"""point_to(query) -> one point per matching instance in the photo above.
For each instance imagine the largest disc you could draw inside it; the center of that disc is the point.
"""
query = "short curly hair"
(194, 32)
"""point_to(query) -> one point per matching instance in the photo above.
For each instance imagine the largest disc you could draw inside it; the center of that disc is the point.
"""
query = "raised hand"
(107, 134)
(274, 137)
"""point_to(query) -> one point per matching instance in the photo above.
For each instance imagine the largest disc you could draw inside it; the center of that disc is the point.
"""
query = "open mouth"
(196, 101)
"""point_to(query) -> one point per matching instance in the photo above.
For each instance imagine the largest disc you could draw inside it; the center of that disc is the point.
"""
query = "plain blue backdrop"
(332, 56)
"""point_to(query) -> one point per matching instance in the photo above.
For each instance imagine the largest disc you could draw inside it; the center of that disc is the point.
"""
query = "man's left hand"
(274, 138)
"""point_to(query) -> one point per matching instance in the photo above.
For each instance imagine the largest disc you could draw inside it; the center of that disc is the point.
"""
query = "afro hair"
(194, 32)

--

§ WHAT YOU HAVE TO DO
Reproduce all the records precisely.

§ TASK OUTPUT
"""point_to(query) -> one point per matching instance in the photo above.
For each instance imagine the largest disc you could draw inside it; the center of that disc is the point.
"""
query = "short curly hair"
(194, 32)
"""point_to(query) -> one point per matching instance in the photo above.
For each instance imagine the largest disc you could draw inside it; the center of that disc is the point.
"""
query = "raised hand"
(107, 134)
(274, 137)
"""point_to(query) -> one point per matching instance in the photo above.
For each instance imagine the largest disc you could draw inside it; the center of that disc is the point.
"""
query = "open mouth"
(196, 101)
"""point_to(query) -> one point per matching instance in the photo above.
For each instance imagine the largest disc you could draw inside it; the center of that disc is the point.
"""
query = "plain blue backdrop"
(332, 56)
"""point_to(query) -> one point per matching instance in the photo above.
For each instance imagine the largest disc you could draw inside it; the center of that disc is the point.
"""
query = "man's left hand"
(274, 138)
"""point_to(query) -> one point per matching instance in the photo above.
For each instance imagine the largest disc you could draw inside it; the center of that disc is the point.
"""
query = "afro hair"
(194, 32)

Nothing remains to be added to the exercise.